**Requirements:** Could you carry on the news report about the petition for boat captain Pia Klemp, beginning right after its final sentence?

Nearly 60,000 people had signed a petition by Saturday afternoon demanding that Italy drop criminal proceedings against German boat captain Pia Klemp and other crew members who have rescued thousands of migrants in the Mediterranean Sea.

In an interview with the Basler Zeitung daily on Friday, Klemp said that a trial against her was due to begin soon after she and some of her compatriots were charged in Sicily with assisting in illegal immigration.

She said that she was told by her Italian lawyer that she could be looking at "up to 20 years in prison and horrendous fines."

Klemp added, however, that she intended to fight the case up to the European Court of Human Rights in Strasbourg, France, if she had to.

The 35-year-old Bonn native has been under investigation in Italy since her ship, the Iuventa, was impounded in the summer of 2017, and the government has moved to ban her from sailing around the Italian coast. According to German public broadcaster WDR, through the work on that ship and the Sea-Watch 3, Klemp has personally assisted in the rescue of more than 1,000 people at risk of drowning in unsafe dinghies as they attempted to cross to Europe in search of a better life.

**Extracted records:**
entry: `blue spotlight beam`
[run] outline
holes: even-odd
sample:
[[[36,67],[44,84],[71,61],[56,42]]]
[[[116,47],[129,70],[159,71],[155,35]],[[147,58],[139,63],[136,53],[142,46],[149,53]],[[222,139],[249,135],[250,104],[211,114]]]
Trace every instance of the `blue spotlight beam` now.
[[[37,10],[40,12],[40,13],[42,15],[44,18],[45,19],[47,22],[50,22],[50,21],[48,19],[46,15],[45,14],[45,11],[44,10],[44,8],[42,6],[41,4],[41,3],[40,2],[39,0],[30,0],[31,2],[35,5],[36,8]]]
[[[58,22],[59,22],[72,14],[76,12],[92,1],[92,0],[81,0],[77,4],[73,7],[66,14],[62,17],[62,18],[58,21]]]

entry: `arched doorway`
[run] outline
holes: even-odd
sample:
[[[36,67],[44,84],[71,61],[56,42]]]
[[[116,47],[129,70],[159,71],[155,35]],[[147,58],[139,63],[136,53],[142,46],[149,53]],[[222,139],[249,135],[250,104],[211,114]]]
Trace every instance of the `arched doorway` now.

**Task output:**
Read more: Italy's Matteo Salvini wants hefty fines for migrant rescue vessels

Salvini's crackdown

An already immigrant-unfriendly government in Rome became even more so in June 2018, when newly appointed Interior Minister and Deputy Prime Minister Matteo Salvini of the far-right League party promised a crackdown the likes of which modern Italy had never seen.

Since assuming office, Salvini has sought to put a stop to migrant rescue ships docking on Italian shores and disembarking refugees. In January, the nationalist leader made headlines with the forced evacuation of hundreds of asylum-seekers from Italy's second-largest refugee center and his refusal to clarify where the people, many of whom had lived in Castelnuovo di Porto for years and become integrated into town life, were being taken.

Shortly thereafter, Sicilian prosecutors ruled that Salvini could be charged with kidnapping more than 177 migrants left stranded on a ship he had ordered impounded.

'A yearslong show trial'

What frustrates Klemp the most, she told the Basler Zeitung, is that the costs — amounting to hundreds of thousands of euros — that she has had to prepare to cover from her own savings and some new donations "for what is likely to be a yearslong show trial" require money that could have been spent on rescue missions.

"But the worst has already come to pass," she said. "Sea rescue missions have been criminalized."

For this, the captain blames not only the Italian government but what she sees as a failure of the European Union "to remember its avowed values: human rights, the right to life, to apply for asylum, and the duty of seafarers to rescue those in danger at sea."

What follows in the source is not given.